• _Passage shown_
%%
Oh come on. Rashad throws wild and hard....look at a Chuck KO.

His knockouts do not come from precision.


----------



## DropKick (Apr 19, 2007)

I can't think of another title fight where both guys have been so underrated. Everytime Forrest fights people pick against him and he wins. Rashad Evans is probably the most underrated fighter in all of MMA despite having no losses. I think this is due to his lackluster performance in the Tito fight though. Both guys are really good fighters that don't really get much respect for some reason. Whoever wins is sure to be an underdog when they defend against the winner of Rampage / Silva. I mean really, when are people going to start thinking of Forrest and Rashad as legit top LHW's?


----------



## Sekou (Oct 25, 2008)

Flak said:


> Oh come on. Rashad throws wild and hard....look at a Chuck KO.
> 
> His knockouts do not come from precision.



:laugh::laugh::laugh:


anything to discredit


----------



## Flak (Jul 1, 2007)

Not discredit at all. Chuck put himself in range, and Rashad knocked him into next week. It was shocking and cool....even if i don't like Rashad much.

But lets be real. He throws bombs like that into air where he thinks his opponent might be, and sometimes they connect. But they are hardly precision shots.


----------



## SpoKen (Apr 28, 2007)

Flak said:


> Not discredit at all. Chuck put himself in range, and Rashad knocked him into next week. It was shocking and cool....even if i don't like Rashad much.
> 
> But lets be real. He throws bombs like that into air where he thinks his opponent might be, and sometimes they connect. But they are hardly precision shots.


He connected with that same shot like... 4 other times that round alone. It's called timing.


----------



## Flak (Jul 1, 2007)

Fine, call it timing and playing the odds, but it's not precision. Anderson Silva strikes with precision. 

Would you say Anderson and Rashad strike at all similar?


----------



## SpoKen (Apr 28, 2007)

Flak said:


> Fine, call it timing and playing the odds, but it's not precision. Anderson Silva strikes with precision.
> 
> Would you say Anderson and Rashad strike at all similar?


Not similar, one thing Anderson has is reach over everybody. So he can throw straight powerful jabs with little worry of getting tagged, where as Rashad is a small LHW with an average reach. He has to do extra work and timing in order to land devastating shots. And you only need a split second of vision to aim a power shot if you can throw em right.


----------



## GriffinFanKY (Oct 22, 2007)

Cant wait for this fight Forrest first title defense and this could be a very good fight.I think both are good fighters but Forrest has more tools and seems like he always has a great game plan to beat different fighters.Taking Forrest 4th or 5th round submission.


----------



## Sekou (Oct 25, 2008)

What Forrest has to say....

http://cosmos.bcst.yahoo.com/up/player/popup/?rn=207187&cl=11178320&ch=2283876&src=sports


----------



## Xerxes (Aug 14, 2008)

Flak said:


> Fine, call it timing and playing the odds, but it's not precision. Anderson Silva strikes with precision.
%%
• _Exercise goal_
Reproduce the section of the fight discussion thread above starting at "## DropKick (Apr" and ending at "legit top LHW's?", without changing a word.

• _Data supplied_
%%
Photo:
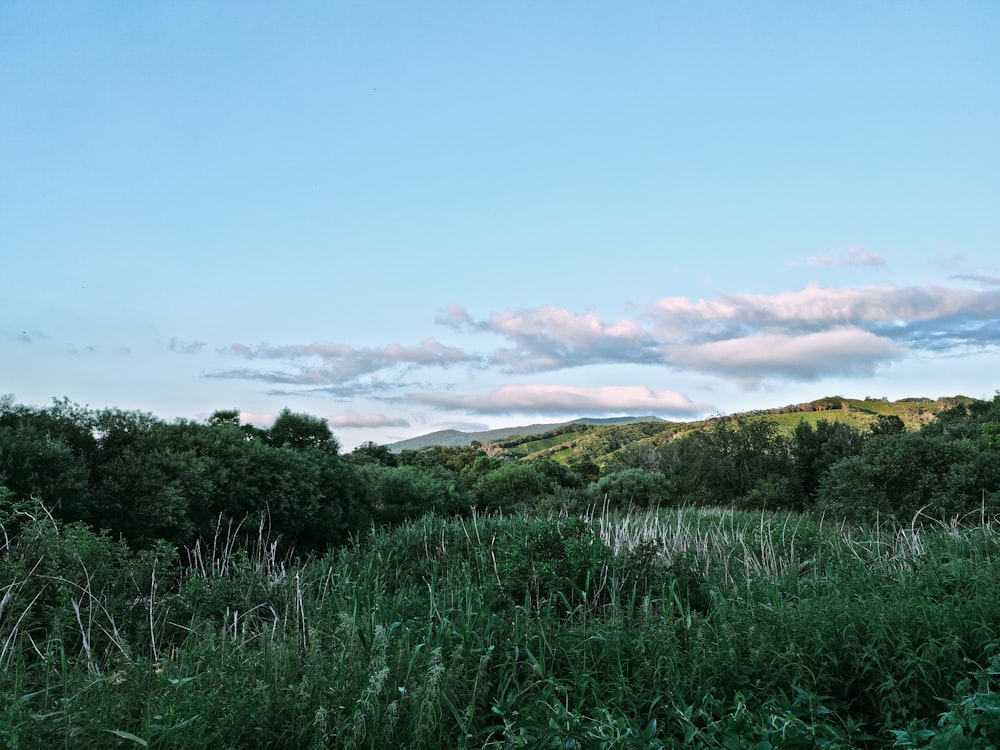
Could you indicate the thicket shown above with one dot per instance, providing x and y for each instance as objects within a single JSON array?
[
  {"x": 145, "y": 480},
  {"x": 705, "y": 628},
  {"x": 218, "y": 585}
]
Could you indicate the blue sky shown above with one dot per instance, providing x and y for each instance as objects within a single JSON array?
[{"x": 408, "y": 216}]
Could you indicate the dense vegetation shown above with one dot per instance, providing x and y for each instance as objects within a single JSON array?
[{"x": 218, "y": 585}]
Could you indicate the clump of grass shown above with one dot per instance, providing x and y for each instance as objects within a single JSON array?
[{"x": 635, "y": 630}]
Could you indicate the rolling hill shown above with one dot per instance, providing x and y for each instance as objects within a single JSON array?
[{"x": 597, "y": 440}]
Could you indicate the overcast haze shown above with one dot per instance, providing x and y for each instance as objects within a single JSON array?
[{"x": 406, "y": 217}]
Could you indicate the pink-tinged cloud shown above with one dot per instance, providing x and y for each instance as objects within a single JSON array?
[
  {"x": 336, "y": 363},
  {"x": 365, "y": 421},
  {"x": 552, "y": 338},
  {"x": 560, "y": 399},
  {"x": 257, "y": 419},
  {"x": 818, "y": 307},
  {"x": 856, "y": 256},
  {"x": 810, "y": 356}
]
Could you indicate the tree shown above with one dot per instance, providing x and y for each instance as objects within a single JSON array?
[
  {"x": 302, "y": 431},
  {"x": 815, "y": 449}
]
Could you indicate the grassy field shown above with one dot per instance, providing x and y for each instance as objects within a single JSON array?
[{"x": 678, "y": 628}]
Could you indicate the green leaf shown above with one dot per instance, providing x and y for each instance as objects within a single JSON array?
[{"x": 128, "y": 736}]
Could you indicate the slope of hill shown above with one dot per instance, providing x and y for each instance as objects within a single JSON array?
[{"x": 596, "y": 440}]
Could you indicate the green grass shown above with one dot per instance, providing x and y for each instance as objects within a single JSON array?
[{"x": 649, "y": 630}]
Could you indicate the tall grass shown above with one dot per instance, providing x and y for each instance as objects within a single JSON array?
[{"x": 654, "y": 629}]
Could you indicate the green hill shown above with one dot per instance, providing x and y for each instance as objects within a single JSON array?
[{"x": 597, "y": 440}]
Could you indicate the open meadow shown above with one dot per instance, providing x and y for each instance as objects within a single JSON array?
[{"x": 690, "y": 627}]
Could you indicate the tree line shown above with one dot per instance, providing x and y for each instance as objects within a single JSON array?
[{"x": 143, "y": 479}]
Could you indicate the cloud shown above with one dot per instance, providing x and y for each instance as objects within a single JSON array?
[
  {"x": 748, "y": 359},
  {"x": 559, "y": 399},
  {"x": 813, "y": 309},
  {"x": 551, "y": 338},
  {"x": 979, "y": 278},
  {"x": 799, "y": 334},
  {"x": 365, "y": 420},
  {"x": 856, "y": 256},
  {"x": 335, "y": 364},
  {"x": 27, "y": 336},
  {"x": 185, "y": 347}
]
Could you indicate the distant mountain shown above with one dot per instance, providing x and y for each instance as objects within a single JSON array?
[
  {"x": 459, "y": 438},
  {"x": 600, "y": 441}
]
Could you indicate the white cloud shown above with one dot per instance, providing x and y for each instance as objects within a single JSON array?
[
  {"x": 559, "y": 399},
  {"x": 856, "y": 256},
  {"x": 365, "y": 421},
  {"x": 810, "y": 356},
  {"x": 335, "y": 364}
]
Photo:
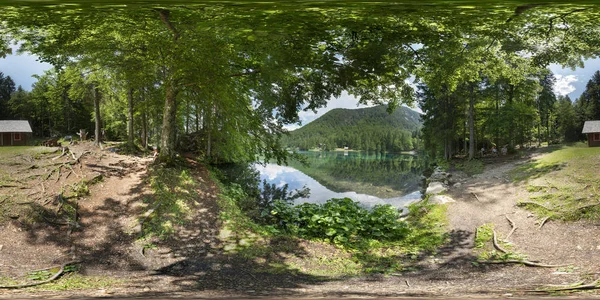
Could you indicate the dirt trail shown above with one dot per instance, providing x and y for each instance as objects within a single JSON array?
[{"x": 196, "y": 265}]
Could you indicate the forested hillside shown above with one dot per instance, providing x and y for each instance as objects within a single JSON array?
[{"x": 369, "y": 129}]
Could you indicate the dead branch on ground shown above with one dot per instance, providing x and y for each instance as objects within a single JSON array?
[
  {"x": 543, "y": 221},
  {"x": 573, "y": 287},
  {"x": 524, "y": 262},
  {"x": 525, "y": 203},
  {"x": 512, "y": 225}
]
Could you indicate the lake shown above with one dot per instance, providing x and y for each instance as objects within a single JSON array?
[{"x": 370, "y": 178}]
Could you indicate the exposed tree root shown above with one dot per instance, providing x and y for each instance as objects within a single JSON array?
[
  {"x": 54, "y": 277},
  {"x": 573, "y": 287},
  {"x": 512, "y": 225},
  {"x": 525, "y": 203},
  {"x": 524, "y": 262},
  {"x": 495, "y": 242},
  {"x": 543, "y": 221}
]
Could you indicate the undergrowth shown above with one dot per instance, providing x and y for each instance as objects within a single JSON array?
[
  {"x": 350, "y": 239},
  {"x": 174, "y": 195}
]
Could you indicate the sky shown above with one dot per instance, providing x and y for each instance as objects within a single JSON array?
[{"x": 568, "y": 82}]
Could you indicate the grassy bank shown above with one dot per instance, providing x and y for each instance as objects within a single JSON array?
[{"x": 563, "y": 183}]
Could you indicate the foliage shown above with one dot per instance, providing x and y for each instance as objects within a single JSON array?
[
  {"x": 341, "y": 221},
  {"x": 377, "y": 174},
  {"x": 175, "y": 194},
  {"x": 563, "y": 183},
  {"x": 368, "y": 129},
  {"x": 471, "y": 167}
]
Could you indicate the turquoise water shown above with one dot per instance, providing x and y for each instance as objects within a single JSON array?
[{"x": 368, "y": 178}]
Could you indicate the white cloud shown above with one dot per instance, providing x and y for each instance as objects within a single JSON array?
[
  {"x": 564, "y": 84},
  {"x": 344, "y": 101},
  {"x": 21, "y": 67},
  {"x": 272, "y": 171}
]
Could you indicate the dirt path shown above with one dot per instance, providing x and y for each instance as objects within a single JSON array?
[{"x": 196, "y": 263}]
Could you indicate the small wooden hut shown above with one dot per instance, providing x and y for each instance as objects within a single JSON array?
[
  {"x": 592, "y": 129},
  {"x": 14, "y": 133}
]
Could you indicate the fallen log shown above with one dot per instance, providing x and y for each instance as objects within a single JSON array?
[
  {"x": 54, "y": 277},
  {"x": 524, "y": 262}
]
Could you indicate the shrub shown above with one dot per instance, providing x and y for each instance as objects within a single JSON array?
[{"x": 340, "y": 221}]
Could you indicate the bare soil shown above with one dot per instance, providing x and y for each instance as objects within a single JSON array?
[{"x": 195, "y": 262}]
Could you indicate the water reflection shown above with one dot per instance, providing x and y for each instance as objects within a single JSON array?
[{"x": 368, "y": 178}]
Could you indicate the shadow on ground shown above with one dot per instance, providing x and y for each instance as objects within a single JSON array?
[{"x": 195, "y": 258}]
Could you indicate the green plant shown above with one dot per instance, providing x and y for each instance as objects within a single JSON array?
[
  {"x": 340, "y": 221},
  {"x": 471, "y": 167}
]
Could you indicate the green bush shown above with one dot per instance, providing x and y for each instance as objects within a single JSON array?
[{"x": 340, "y": 221}]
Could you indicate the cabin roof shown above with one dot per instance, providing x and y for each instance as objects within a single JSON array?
[{"x": 15, "y": 126}]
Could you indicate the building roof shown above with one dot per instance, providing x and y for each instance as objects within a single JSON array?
[
  {"x": 15, "y": 126},
  {"x": 591, "y": 127}
]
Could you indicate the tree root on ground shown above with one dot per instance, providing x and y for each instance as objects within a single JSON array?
[
  {"x": 54, "y": 277},
  {"x": 525, "y": 203},
  {"x": 524, "y": 262},
  {"x": 495, "y": 242},
  {"x": 543, "y": 221},
  {"x": 573, "y": 287},
  {"x": 512, "y": 225}
]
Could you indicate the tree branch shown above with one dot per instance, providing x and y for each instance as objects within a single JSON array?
[{"x": 164, "y": 17}]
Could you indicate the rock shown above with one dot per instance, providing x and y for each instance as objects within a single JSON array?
[
  {"x": 435, "y": 188},
  {"x": 440, "y": 199}
]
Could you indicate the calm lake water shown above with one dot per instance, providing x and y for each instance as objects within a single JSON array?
[{"x": 368, "y": 178}]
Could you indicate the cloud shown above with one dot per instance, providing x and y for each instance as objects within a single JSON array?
[
  {"x": 21, "y": 67},
  {"x": 564, "y": 84},
  {"x": 344, "y": 101}
]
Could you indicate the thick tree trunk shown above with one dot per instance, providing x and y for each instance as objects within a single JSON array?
[
  {"x": 97, "y": 131},
  {"x": 144, "y": 120},
  {"x": 471, "y": 124},
  {"x": 130, "y": 135},
  {"x": 169, "y": 127}
]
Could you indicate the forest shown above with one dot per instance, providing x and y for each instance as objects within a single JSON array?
[
  {"x": 222, "y": 81},
  {"x": 367, "y": 129}
]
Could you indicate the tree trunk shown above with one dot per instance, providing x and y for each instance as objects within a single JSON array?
[
  {"x": 97, "y": 131},
  {"x": 144, "y": 120},
  {"x": 471, "y": 124},
  {"x": 130, "y": 135},
  {"x": 169, "y": 127}
]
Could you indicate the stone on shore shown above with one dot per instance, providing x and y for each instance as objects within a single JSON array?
[
  {"x": 440, "y": 199},
  {"x": 435, "y": 188}
]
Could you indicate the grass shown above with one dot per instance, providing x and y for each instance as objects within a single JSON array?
[
  {"x": 471, "y": 167},
  {"x": 71, "y": 280},
  {"x": 283, "y": 253},
  {"x": 174, "y": 196},
  {"x": 485, "y": 249},
  {"x": 563, "y": 183}
]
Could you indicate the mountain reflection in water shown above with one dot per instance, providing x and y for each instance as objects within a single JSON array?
[{"x": 370, "y": 179}]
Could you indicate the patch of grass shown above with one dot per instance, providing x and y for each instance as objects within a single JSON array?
[
  {"x": 76, "y": 281},
  {"x": 484, "y": 235},
  {"x": 471, "y": 167},
  {"x": 563, "y": 184},
  {"x": 174, "y": 196},
  {"x": 485, "y": 249}
]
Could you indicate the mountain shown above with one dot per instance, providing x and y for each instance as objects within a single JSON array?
[{"x": 369, "y": 129}]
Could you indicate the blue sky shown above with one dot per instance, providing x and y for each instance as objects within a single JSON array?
[{"x": 569, "y": 82}]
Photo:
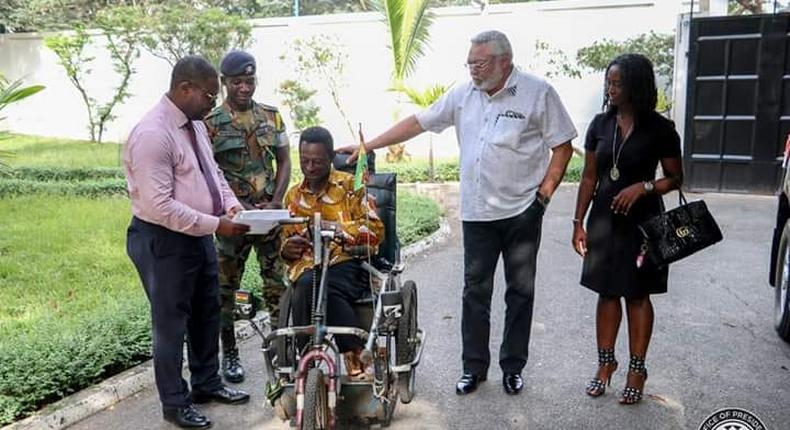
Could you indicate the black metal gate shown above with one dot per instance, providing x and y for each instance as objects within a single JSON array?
[{"x": 738, "y": 103}]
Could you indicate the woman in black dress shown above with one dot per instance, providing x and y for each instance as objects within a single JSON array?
[{"x": 623, "y": 148}]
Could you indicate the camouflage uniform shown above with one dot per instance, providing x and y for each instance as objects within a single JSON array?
[{"x": 245, "y": 144}]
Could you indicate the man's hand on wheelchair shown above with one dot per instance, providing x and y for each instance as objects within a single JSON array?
[{"x": 294, "y": 247}]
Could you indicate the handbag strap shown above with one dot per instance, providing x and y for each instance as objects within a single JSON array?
[{"x": 681, "y": 198}]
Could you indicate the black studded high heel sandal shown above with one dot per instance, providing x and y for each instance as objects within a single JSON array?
[
  {"x": 632, "y": 395},
  {"x": 597, "y": 387}
]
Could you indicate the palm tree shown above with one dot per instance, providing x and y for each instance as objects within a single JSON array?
[
  {"x": 408, "y": 22},
  {"x": 423, "y": 99},
  {"x": 11, "y": 93}
]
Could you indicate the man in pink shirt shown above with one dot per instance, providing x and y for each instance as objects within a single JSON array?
[{"x": 179, "y": 200}]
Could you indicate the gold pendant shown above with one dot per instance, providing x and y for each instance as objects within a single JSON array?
[{"x": 614, "y": 173}]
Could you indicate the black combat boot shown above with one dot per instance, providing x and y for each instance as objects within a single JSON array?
[{"x": 231, "y": 366}]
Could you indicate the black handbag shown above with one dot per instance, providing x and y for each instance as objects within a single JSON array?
[{"x": 679, "y": 232}]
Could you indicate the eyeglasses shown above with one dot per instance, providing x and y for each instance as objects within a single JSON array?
[
  {"x": 479, "y": 64},
  {"x": 250, "y": 81},
  {"x": 210, "y": 97}
]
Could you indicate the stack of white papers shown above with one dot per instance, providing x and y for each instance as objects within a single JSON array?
[{"x": 261, "y": 220}]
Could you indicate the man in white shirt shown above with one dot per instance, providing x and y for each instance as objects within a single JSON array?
[{"x": 514, "y": 136}]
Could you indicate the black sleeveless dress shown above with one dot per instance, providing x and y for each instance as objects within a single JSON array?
[{"x": 613, "y": 240}]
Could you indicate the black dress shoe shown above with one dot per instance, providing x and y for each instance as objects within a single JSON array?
[
  {"x": 513, "y": 383},
  {"x": 468, "y": 383},
  {"x": 186, "y": 417},
  {"x": 231, "y": 367},
  {"x": 222, "y": 394}
]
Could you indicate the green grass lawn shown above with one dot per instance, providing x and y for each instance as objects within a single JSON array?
[
  {"x": 41, "y": 151},
  {"x": 62, "y": 258}
]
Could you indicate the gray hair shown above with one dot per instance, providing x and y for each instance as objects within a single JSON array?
[{"x": 498, "y": 41}]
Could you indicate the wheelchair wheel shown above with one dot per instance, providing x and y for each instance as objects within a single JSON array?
[
  {"x": 316, "y": 404},
  {"x": 283, "y": 345},
  {"x": 405, "y": 348}
]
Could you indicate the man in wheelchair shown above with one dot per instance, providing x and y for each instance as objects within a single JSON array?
[{"x": 354, "y": 218}]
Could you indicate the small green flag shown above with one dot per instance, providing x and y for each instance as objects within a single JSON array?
[
  {"x": 360, "y": 176},
  {"x": 361, "y": 173}
]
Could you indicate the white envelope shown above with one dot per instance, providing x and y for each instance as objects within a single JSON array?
[{"x": 261, "y": 220}]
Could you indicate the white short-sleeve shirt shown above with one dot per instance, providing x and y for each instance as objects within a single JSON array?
[{"x": 504, "y": 140}]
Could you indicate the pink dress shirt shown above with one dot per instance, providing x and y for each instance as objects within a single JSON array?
[{"x": 163, "y": 176}]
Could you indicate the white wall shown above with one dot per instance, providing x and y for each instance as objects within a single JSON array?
[{"x": 565, "y": 24}]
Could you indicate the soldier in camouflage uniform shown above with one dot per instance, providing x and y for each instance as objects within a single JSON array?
[{"x": 248, "y": 138}]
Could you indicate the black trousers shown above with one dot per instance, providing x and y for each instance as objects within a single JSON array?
[
  {"x": 179, "y": 274},
  {"x": 517, "y": 240},
  {"x": 347, "y": 282}
]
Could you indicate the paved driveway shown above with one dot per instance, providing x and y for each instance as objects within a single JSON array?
[{"x": 713, "y": 347}]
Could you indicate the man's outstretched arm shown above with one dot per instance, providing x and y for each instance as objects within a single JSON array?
[{"x": 402, "y": 131}]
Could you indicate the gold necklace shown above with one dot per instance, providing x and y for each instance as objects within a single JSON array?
[{"x": 614, "y": 174}]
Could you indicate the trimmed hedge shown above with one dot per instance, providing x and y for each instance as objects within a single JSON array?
[
  {"x": 418, "y": 216},
  {"x": 92, "y": 188},
  {"x": 49, "y": 363},
  {"x": 49, "y": 174}
]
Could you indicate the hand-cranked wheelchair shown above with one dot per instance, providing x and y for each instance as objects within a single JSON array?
[{"x": 307, "y": 386}]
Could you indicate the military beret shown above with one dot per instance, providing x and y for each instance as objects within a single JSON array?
[{"x": 237, "y": 63}]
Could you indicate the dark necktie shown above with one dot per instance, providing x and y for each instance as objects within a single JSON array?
%%
• _The result_
## DropKick (Apr 19, 2007)

I can't think of another title fight where both guys have been so underrated. Everytime Forrest fights people pick against him and he wins. Rashad Evans is probably the most underrated fighter in all of MMA despite having no losses. I think this is due to his lackluster performance in the Tito fight though. Both guys are really good fighters that don't really get much respect for some reason. Whoever wins is sure to be an underdog when they defend against the winner of Rampage / Silva. I mean really, when are people going to start thinking of Forrest and Rashad as legit top LHW's?